• Goals
A) List each capability that the opening description of the VFIO patch excerpt says the change supports.
B) Return the part of the VFIO patch excerpt that opens with the words containing "diff --git a/tools/setup.sh" and closes with "-187,6 +187,54 @@ load_igb_uio_module()".
C) Turn the paragraph of the VFIO patch excerpt that begins "Support for loading/unloading" into a short bulleted list.

• Document extract
>> begin

Support for loading/unloading VFIO drivers, binding/unbinding devices
to/from VFIO, also setting up correct userspace permissions.

Signed-off-by: Anatoly Burakov <anatoly.burakov@intel.com>
---
 tools/setup.sh | 156 +++++++++++++++++++++++++++++++++++++++++++++++++++------
 1 file changed, 141 insertions(+), 15 deletions(-)

diff --git a/tools/setup.sh b/tools/setup.sh
index e0671b8..3991da9 100755
--- a/tools/setup.sh
+++ b/tools/setup.sh
@@ -187,6 +187,54 @@ load_igb_uio_module()
 }
 
 #
+# Unloads VFIO modules.
+#
+remove_vfio_module()
+{
+	echo "Unloading any existing VFIO module"

>> end

• Provided material

>> begin

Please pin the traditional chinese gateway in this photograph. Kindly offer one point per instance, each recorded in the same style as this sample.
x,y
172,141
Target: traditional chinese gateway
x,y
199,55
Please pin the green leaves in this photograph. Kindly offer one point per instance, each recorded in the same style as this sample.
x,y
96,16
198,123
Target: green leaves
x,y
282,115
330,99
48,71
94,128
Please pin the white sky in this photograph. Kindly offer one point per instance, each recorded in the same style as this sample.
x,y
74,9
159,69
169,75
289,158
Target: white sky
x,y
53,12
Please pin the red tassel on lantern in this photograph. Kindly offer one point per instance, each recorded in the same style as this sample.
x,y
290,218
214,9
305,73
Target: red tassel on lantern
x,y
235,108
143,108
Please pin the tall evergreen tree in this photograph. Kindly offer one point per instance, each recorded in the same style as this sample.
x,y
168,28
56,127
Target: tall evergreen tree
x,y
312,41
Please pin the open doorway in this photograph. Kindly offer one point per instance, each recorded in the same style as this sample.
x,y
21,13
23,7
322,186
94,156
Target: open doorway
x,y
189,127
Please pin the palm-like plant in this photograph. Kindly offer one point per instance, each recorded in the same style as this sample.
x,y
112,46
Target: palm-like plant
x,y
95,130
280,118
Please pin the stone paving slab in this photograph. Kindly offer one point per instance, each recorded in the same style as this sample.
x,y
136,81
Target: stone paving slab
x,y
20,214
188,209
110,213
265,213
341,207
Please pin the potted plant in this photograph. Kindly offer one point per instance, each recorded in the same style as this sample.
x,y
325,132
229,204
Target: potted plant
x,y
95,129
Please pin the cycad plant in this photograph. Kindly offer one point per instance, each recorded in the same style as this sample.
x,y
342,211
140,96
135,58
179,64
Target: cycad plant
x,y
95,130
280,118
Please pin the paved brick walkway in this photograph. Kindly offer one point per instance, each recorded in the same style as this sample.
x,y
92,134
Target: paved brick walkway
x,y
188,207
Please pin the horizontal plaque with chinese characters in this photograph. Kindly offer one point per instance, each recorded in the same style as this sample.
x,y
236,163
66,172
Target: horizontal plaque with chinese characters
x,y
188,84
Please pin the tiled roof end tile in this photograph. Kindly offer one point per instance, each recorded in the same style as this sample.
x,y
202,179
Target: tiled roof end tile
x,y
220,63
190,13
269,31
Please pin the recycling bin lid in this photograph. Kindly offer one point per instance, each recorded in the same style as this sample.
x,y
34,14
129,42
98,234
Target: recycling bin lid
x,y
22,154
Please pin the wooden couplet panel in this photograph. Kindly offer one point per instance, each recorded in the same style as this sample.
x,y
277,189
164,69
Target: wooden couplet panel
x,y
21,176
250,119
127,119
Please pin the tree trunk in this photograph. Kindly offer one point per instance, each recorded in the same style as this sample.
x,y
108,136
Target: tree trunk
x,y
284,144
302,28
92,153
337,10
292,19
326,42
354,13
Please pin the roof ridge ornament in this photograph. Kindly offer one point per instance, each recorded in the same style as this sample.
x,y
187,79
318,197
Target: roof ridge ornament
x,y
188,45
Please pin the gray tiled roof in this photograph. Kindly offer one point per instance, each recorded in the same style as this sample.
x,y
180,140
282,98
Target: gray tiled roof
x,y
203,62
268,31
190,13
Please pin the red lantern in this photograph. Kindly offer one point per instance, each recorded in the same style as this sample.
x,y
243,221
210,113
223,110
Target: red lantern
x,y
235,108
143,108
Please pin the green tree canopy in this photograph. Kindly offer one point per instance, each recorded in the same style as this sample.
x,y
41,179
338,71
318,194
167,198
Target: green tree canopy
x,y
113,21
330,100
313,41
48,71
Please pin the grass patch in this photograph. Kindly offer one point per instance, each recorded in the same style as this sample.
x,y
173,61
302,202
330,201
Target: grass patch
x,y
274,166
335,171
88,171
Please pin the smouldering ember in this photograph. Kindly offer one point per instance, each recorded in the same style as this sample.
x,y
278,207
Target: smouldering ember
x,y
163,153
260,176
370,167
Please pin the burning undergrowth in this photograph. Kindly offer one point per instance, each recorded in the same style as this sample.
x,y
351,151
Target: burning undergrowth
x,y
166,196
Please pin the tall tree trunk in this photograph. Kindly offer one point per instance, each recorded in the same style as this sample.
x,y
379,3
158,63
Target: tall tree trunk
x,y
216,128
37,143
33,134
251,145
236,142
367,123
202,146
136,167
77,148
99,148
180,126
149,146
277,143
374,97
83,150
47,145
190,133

>> end

• Results of the exercise
A)
- Loading VFIO drivers
- Unloading VFIO drivers
- Binding devices to VFIO
- Unbinding devices from VFIO
- Setting up correct userspace permissions

B)
diff --git a/tools/setup.sh b/tools/setup.sh
index e0671b8..3991da9 100755
--- a/tools/setup.sh
+++ b/tools/setup.sh
@@ -187,6 +187,54 @@ load_igb_uio_module()

C)
- Load and unload VFIO drivers
- Bind and unbind devices to and from VFIO
- Set up correct userspace permissions